Referring expression data:
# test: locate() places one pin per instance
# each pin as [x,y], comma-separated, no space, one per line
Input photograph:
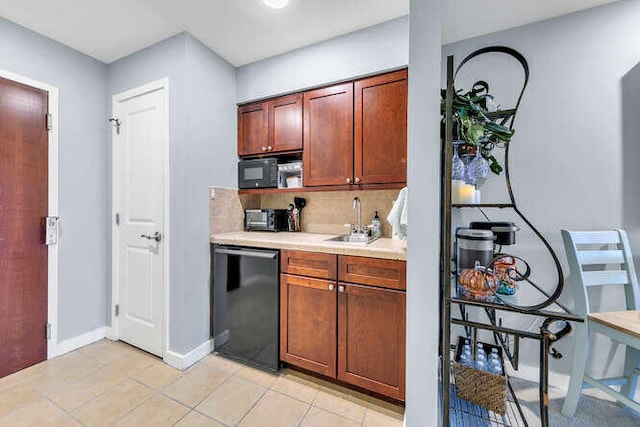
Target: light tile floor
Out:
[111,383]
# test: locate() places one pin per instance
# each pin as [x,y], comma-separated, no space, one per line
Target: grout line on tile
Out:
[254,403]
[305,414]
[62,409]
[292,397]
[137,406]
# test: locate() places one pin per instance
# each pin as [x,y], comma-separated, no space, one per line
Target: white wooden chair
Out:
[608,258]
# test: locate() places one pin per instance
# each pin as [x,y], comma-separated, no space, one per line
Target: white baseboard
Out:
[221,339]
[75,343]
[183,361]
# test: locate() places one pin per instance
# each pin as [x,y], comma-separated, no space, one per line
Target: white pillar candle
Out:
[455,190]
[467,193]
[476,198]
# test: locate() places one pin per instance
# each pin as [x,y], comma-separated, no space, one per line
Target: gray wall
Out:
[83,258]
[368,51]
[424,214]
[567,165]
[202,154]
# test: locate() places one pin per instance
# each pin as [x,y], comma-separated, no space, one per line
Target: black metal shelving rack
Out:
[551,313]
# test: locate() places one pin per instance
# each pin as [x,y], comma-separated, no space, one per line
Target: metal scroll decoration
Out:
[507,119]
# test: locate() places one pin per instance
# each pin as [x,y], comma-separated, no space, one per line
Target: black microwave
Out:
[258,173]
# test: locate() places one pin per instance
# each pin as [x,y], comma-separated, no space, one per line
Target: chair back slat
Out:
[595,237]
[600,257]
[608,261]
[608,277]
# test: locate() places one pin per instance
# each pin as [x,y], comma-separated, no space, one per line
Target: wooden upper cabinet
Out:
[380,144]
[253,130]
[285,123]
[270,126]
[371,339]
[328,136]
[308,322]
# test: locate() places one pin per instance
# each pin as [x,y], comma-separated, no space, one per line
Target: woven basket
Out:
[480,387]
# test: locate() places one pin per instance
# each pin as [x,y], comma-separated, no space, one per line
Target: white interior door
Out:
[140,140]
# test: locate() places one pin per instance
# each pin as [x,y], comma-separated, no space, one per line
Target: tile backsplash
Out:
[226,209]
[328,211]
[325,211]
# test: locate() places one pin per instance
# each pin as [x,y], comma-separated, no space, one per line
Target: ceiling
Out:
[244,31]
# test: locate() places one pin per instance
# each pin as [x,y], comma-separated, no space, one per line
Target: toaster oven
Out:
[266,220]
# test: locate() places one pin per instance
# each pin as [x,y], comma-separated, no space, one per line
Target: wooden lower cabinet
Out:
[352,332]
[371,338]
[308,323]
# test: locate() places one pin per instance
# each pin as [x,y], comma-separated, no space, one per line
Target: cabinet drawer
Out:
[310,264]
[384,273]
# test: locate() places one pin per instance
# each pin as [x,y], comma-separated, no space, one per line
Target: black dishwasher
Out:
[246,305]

**WORK INSTRUCTIONS**
All lines above that include the word "black" must be copied into the answer.

**SOLUTION BELOW**
Target: black metal shelving rack
Target: black microwave
Target: black dishwasher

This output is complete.